Page
▬▬▬▬▬▬▬▬▬▬
But what is "volumen"?  Are we evolving to a guitar amp that just has a switch marked "off" and "11"?   :cheesy:  Nice looking gear.

Quote from: mexicanyella
a clean, uncompressed and fairly bright tone

I agree with JM, a fairly basic amp of 50/60 or 100 watts, and I would suggest the AES rear-loaded J-horn with a suitable 15 inch speaker will cover both a rich bottom end and still allow brights from the front, and be practically portable.

I would either build your amp as two units, preamp and main amp, or at least include Fx send and return.  Even if you don't intend to include Fx this is still the place you can experiment with external graphic or parametric EQ's and such.

Apart from cost I see two important advantages in building your own gear; satisfaction that "my" rig really is my creation; and when it needs repair (as they all do at some time), or you feel you want to modify it in some way, you are fully in charge, you know exactly what is inside the boxes and the compromises are all yours to own or to change.

Rod's amp designs are as good as you will find anywhere, but two important points, don't skimp on the power supply, or the heatsink - it is hard to have too much heatsink in a gigging amp (and you always seem to need more than you initially think).

Well, to be frank @mexicanyella, I consider any speaker for any use in a 1 foot cube to be a practical joke.  The 15 that is in the Siamese came out of a commercial vented enclosure, intended for bass, that I came to call its "carry crate" 'coz as a speaker cab it was a bust, and as a bass cab doubly so.
▬▬▬▬▬▬▬▬▬▬
Extracted material
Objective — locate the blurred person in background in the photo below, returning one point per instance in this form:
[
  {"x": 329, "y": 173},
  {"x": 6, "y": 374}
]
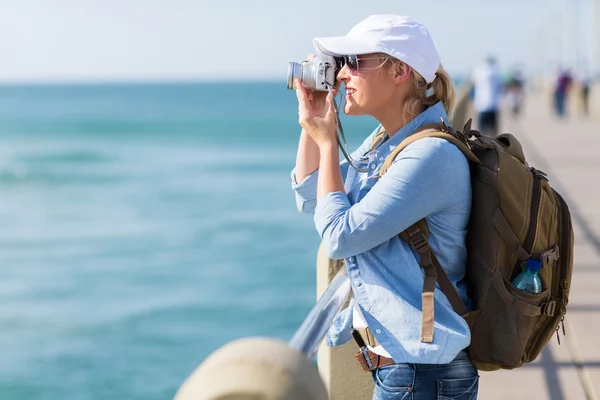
▬▬▬▬▬▬▬▬▬▬
Directions for this task
Reproduce the guitar amp forum thread above word for word, from start to finish.

Final result
But what is "volumen"?  Are we evolving to a guitar amp that just has a switch marked "off" and "11"?   :cheesy:  Nice looking gear.

Quote from: mexicanyella
a clean, uncompressed and fairly bright tone

I agree with JM, a fairly basic amp of 50/60 or 100 watts, and I would suggest the AES rear-loaded J-horn with a suitable 15 inch speaker will cover both a rich bottom end and still allow brights from the front, and be practically portable.

I would either build your amp as two units, preamp and main amp, or at least include Fx send and return.  Even if you don't intend to include Fx this is still the place you can experiment with external graphic or parametric EQ's and such.

Apart from cost I see two important advantages in building your own gear; satisfaction that "my" rig really is my creation; and when it needs repair (as they all do at some time), or you feel you want to modify it in some way, you are fully in charge, you know exactly what is inside the boxes and the compromises are all yours to own or to change.

Rod's amp designs are as good as you will find anywhere, but two important points, don't skimp on the power supply, or the heatsink - it is hard to have too much heatsink in a gigging amp (and you always seem to need more than you initially think).

Well, to be frank @mexicanyella, I consider any speaker for any use in a 1 foot cube to be a practical joke.  The 15 that is in the Siamese came out of a commercial vented enclosure, intended for bass, that I came to call its "carry crate" 'coz as a speaker cab it was a bust, and as a bass cab doubly so.